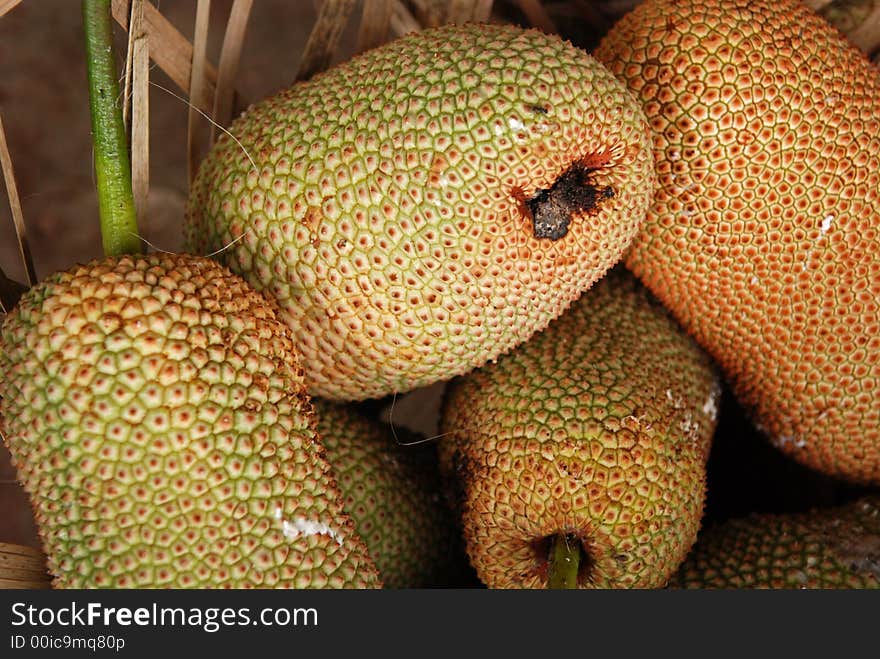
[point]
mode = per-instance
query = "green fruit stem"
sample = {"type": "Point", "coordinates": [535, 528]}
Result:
{"type": "Point", "coordinates": [119, 231]}
{"type": "Point", "coordinates": [564, 561]}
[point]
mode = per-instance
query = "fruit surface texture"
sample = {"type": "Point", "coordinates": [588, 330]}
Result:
{"type": "Point", "coordinates": [429, 204]}
{"type": "Point", "coordinates": [826, 548]}
{"type": "Point", "coordinates": [764, 235]}
{"type": "Point", "coordinates": [157, 417]}
{"type": "Point", "coordinates": [393, 494]}
{"type": "Point", "coordinates": [597, 429]}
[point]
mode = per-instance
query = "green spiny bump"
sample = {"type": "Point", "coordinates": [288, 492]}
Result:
{"type": "Point", "coordinates": [833, 547]}
{"type": "Point", "coordinates": [454, 191]}
{"type": "Point", "coordinates": [597, 429]}
{"type": "Point", "coordinates": [393, 494]}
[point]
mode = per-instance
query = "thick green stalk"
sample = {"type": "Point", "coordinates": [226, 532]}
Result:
{"type": "Point", "coordinates": [564, 561]}
{"type": "Point", "coordinates": [119, 231]}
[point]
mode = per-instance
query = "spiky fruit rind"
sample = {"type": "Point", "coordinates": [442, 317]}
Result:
{"type": "Point", "coordinates": [597, 428]}
{"type": "Point", "coordinates": [764, 236]}
{"type": "Point", "coordinates": [157, 417]}
{"type": "Point", "coordinates": [831, 548]}
{"type": "Point", "coordinates": [392, 494]}
{"type": "Point", "coordinates": [384, 204]}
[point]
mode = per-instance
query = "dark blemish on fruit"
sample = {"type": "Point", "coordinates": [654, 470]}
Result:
{"type": "Point", "coordinates": [573, 192]}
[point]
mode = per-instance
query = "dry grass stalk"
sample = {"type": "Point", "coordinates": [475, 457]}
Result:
{"type": "Point", "coordinates": [140, 125]}
{"type": "Point", "coordinates": [6, 5]}
{"type": "Point", "coordinates": [375, 23]}
{"type": "Point", "coordinates": [230, 55]}
{"type": "Point", "coordinates": [22, 567]}
{"type": "Point", "coordinates": [197, 95]}
{"type": "Point", "coordinates": [324, 38]}
{"type": "Point", "coordinates": [15, 207]}
{"type": "Point", "coordinates": [170, 50]}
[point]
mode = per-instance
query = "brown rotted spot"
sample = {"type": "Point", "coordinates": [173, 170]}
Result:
{"type": "Point", "coordinates": [574, 192]}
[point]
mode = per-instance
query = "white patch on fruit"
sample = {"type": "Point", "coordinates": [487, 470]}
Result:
{"type": "Point", "coordinates": [300, 526]}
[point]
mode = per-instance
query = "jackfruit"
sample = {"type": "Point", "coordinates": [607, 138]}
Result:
{"type": "Point", "coordinates": [429, 204]}
{"type": "Point", "coordinates": [835, 547]}
{"type": "Point", "coordinates": [393, 494]}
{"type": "Point", "coordinates": [592, 438]}
{"type": "Point", "coordinates": [764, 235]}
{"type": "Point", "coordinates": [157, 418]}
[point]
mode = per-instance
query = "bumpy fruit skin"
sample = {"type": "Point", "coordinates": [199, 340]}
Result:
{"type": "Point", "coordinates": [393, 494]}
{"type": "Point", "coordinates": [831, 548]}
{"type": "Point", "coordinates": [387, 211]}
{"type": "Point", "coordinates": [599, 428]}
{"type": "Point", "coordinates": [764, 235]}
{"type": "Point", "coordinates": [157, 417]}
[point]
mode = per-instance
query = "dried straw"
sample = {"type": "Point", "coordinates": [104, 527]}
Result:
{"type": "Point", "coordinates": [324, 38]}
{"type": "Point", "coordinates": [22, 567]}
{"type": "Point", "coordinates": [170, 50]}
{"type": "Point", "coordinates": [197, 95]}
{"type": "Point", "coordinates": [139, 56]}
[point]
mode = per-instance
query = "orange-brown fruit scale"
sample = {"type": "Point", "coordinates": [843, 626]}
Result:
{"type": "Point", "coordinates": [835, 547]}
{"type": "Point", "coordinates": [157, 417]}
{"type": "Point", "coordinates": [428, 205]}
{"type": "Point", "coordinates": [764, 235]}
{"type": "Point", "coordinates": [587, 443]}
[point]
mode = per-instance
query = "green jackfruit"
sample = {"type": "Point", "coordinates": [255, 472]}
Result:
{"type": "Point", "coordinates": [427, 205]}
{"type": "Point", "coordinates": [835, 547]}
{"type": "Point", "coordinates": [393, 494]}
{"type": "Point", "coordinates": [588, 441]}
{"type": "Point", "coordinates": [157, 417]}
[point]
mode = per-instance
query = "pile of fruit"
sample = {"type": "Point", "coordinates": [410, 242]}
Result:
{"type": "Point", "coordinates": [598, 254]}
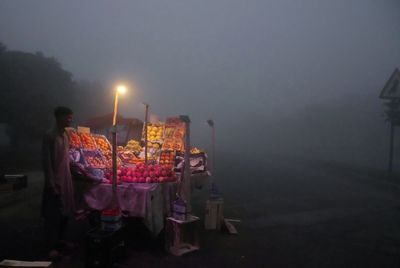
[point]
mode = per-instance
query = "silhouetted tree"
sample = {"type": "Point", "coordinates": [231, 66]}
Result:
{"type": "Point", "coordinates": [31, 85]}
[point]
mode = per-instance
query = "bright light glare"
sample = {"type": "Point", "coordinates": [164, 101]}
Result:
{"type": "Point", "coordinates": [121, 89]}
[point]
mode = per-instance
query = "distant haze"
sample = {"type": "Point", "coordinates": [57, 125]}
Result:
{"type": "Point", "coordinates": [241, 63]}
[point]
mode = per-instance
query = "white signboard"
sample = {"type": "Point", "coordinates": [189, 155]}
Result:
{"type": "Point", "coordinates": [392, 87]}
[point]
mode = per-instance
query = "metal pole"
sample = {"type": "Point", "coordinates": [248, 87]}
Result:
{"type": "Point", "coordinates": [145, 132]}
{"type": "Point", "coordinates": [114, 146]}
{"type": "Point", "coordinates": [213, 148]}
{"type": "Point", "coordinates": [390, 167]}
{"type": "Point", "coordinates": [186, 180]}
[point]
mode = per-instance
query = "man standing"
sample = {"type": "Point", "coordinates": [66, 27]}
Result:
{"type": "Point", "coordinates": [58, 195]}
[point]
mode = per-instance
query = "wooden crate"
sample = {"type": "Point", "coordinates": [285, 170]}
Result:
{"type": "Point", "coordinates": [214, 214]}
{"type": "Point", "coordinates": [182, 236]}
{"type": "Point", "coordinates": [104, 248]}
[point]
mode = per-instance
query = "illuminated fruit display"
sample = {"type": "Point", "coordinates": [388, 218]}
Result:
{"type": "Point", "coordinates": [144, 174]}
{"type": "Point", "coordinates": [133, 146]}
{"type": "Point", "coordinates": [87, 141]}
{"type": "Point", "coordinates": [93, 159]}
{"type": "Point", "coordinates": [154, 132]}
{"type": "Point", "coordinates": [74, 140]}
{"type": "Point", "coordinates": [167, 158]}
{"type": "Point", "coordinates": [102, 143]}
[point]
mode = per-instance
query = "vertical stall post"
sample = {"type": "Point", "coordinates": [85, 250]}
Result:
{"type": "Point", "coordinates": [186, 172]}
{"type": "Point", "coordinates": [120, 90]}
{"type": "Point", "coordinates": [146, 119]}
{"type": "Point", "coordinates": [212, 128]}
{"type": "Point", "coordinates": [214, 206]}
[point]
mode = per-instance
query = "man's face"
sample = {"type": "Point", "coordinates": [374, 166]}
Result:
{"type": "Point", "coordinates": [65, 121]}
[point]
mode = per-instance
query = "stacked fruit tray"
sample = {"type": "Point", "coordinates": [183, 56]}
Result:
{"type": "Point", "coordinates": [74, 139]}
{"type": "Point", "coordinates": [93, 159]}
{"type": "Point", "coordinates": [155, 132]}
{"type": "Point", "coordinates": [88, 142]}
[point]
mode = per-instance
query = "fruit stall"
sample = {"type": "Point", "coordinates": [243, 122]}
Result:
{"type": "Point", "coordinates": [144, 189]}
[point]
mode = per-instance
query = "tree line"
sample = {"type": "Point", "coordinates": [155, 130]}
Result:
{"type": "Point", "coordinates": [31, 85]}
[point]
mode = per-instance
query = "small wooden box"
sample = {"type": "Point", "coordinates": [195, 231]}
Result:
{"type": "Point", "coordinates": [182, 236]}
{"type": "Point", "coordinates": [214, 214]}
{"type": "Point", "coordinates": [104, 248]}
{"type": "Point", "coordinates": [25, 264]}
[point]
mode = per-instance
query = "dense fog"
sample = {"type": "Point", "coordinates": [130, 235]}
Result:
{"type": "Point", "coordinates": [277, 77]}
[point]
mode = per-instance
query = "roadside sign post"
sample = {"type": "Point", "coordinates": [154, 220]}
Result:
{"type": "Point", "coordinates": [391, 92]}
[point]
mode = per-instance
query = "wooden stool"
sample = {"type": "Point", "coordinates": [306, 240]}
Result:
{"type": "Point", "coordinates": [182, 236]}
{"type": "Point", "coordinates": [214, 214]}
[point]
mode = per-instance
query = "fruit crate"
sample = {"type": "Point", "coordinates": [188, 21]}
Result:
{"type": "Point", "coordinates": [87, 141]}
{"type": "Point", "coordinates": [73, 139]}
{"type": "Point", "coordinates": [93, 159]}
{"type": "Point", "coordinates": [182, 236]}
{"type": "Point", "coordinates": [104, 248]}
{"type": "Point", "coordinates": [155, 132]}
{"type": "Point", "coordinates": [102, 143]}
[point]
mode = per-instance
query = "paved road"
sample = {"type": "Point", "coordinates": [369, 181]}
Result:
{"type": "Point", "coordinates": [295, 213]}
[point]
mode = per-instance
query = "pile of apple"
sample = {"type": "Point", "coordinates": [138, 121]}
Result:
{"type": "Point", "coordinates": [102, 143]}
{"type": "Point", "coordinates": [87, 141]}
{"type": "Point", "coordinates": [144, 174]}
{"type": "Point", "coordinates": [74, 140]}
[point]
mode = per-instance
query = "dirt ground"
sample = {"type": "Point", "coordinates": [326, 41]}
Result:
{"type": "Point", "coordinates": [295, 213]}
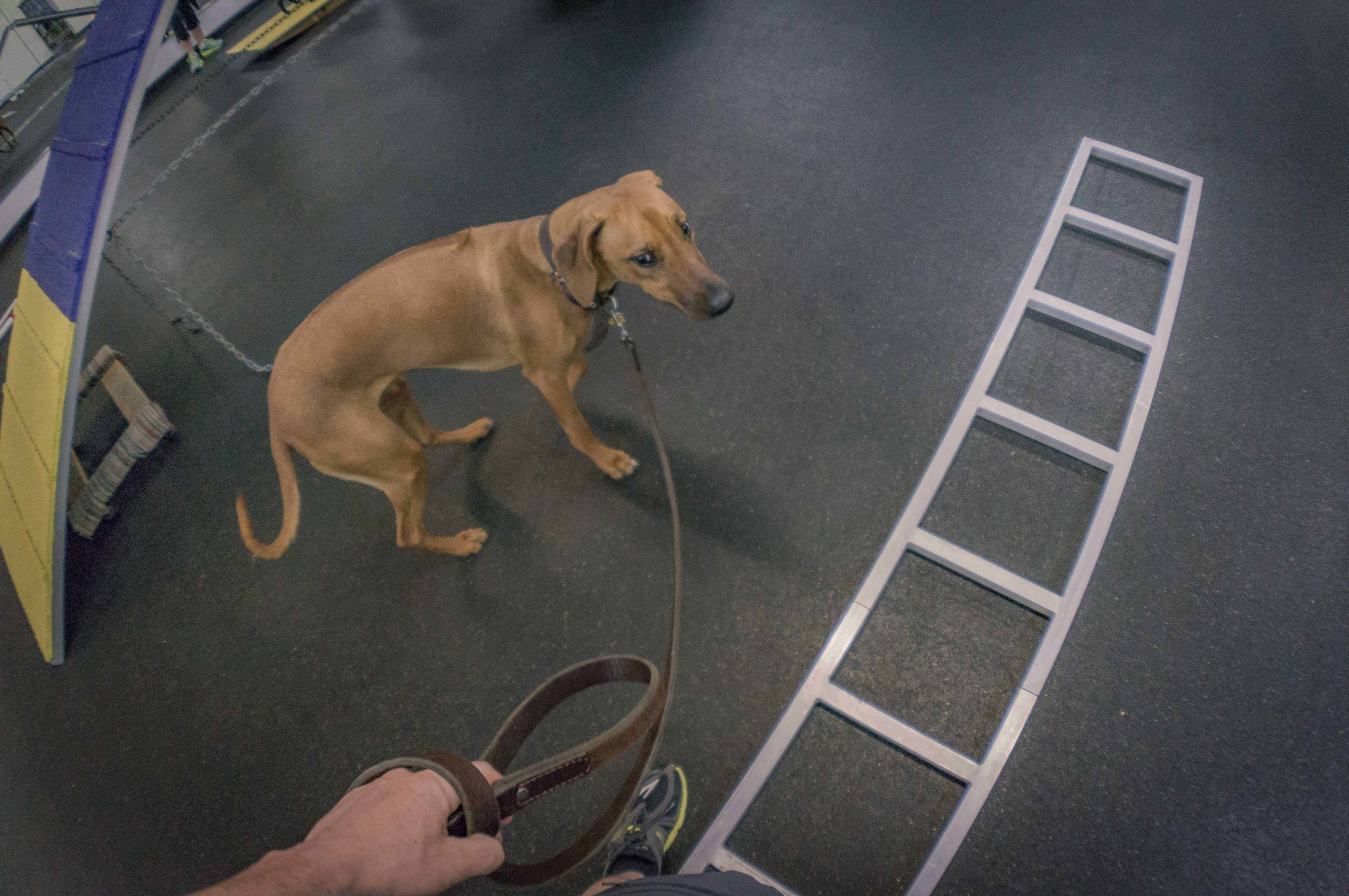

## ASSIGNED TASK
Whenever a line of the data holds the string "post", pick that line out.

## ANSWER AREA
query = "vertical stall post"
query = "roadside sign post"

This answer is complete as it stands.